* **SELECTED EXCERPT**

# # #

The editorial leaves the problem unresolved. Even though we have more data and faster communication, are all forms of knowledge dependent on the procedures used to discover them? “One way or another, we could be poised to find out.”
Buyer beware: Consumers of scientific knowledge have their issues, too. In “What kind of research can we trust?” on Medical Xpress, Adam Dunn And Florence Bourgeois worry about the reliability of health claims. This gets into philosophy’s third division, ethics. How much should we doubt the conclusions of a scientist with ties to a drug company? How can we know the statistics were not fudged? Is there conflict of interest? “To be able to make informed decisions together, doctors and patients need research that’s trustworthy,” obviously. “If systematic reviews are to remain the pinnacle of evidence-based medicine, then the processes underpinning them need to be continually reassessed to ensure they meet the highest of standards.” Ah, but who makes the standards?

# # #

* **DATA PROVIDED**

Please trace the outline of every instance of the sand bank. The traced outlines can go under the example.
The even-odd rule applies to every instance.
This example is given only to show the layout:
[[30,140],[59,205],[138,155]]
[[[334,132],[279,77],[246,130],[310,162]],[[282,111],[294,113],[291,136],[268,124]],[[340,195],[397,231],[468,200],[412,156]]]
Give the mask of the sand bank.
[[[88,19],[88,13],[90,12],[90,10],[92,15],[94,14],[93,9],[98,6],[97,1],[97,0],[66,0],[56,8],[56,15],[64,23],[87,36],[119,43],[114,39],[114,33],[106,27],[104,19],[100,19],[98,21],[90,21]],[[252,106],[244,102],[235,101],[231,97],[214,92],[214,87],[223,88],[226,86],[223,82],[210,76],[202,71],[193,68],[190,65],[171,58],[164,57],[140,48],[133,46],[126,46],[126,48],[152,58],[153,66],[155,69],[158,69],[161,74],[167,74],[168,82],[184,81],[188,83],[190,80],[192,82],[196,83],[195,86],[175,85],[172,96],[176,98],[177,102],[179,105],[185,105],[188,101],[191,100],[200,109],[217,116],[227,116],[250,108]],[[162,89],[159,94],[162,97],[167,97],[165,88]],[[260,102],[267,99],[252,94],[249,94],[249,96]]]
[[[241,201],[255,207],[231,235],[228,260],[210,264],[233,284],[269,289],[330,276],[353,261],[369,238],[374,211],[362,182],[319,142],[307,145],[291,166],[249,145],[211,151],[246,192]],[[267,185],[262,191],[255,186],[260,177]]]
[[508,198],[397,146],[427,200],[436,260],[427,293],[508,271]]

# # #

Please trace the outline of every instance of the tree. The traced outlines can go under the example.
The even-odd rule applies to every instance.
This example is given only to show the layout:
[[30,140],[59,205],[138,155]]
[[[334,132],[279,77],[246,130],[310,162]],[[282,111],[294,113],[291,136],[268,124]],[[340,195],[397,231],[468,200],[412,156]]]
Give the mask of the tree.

# # #

In the excerpt on trusting scientific research, which website ran "What kind of research can we trust?"?

Medical Xpress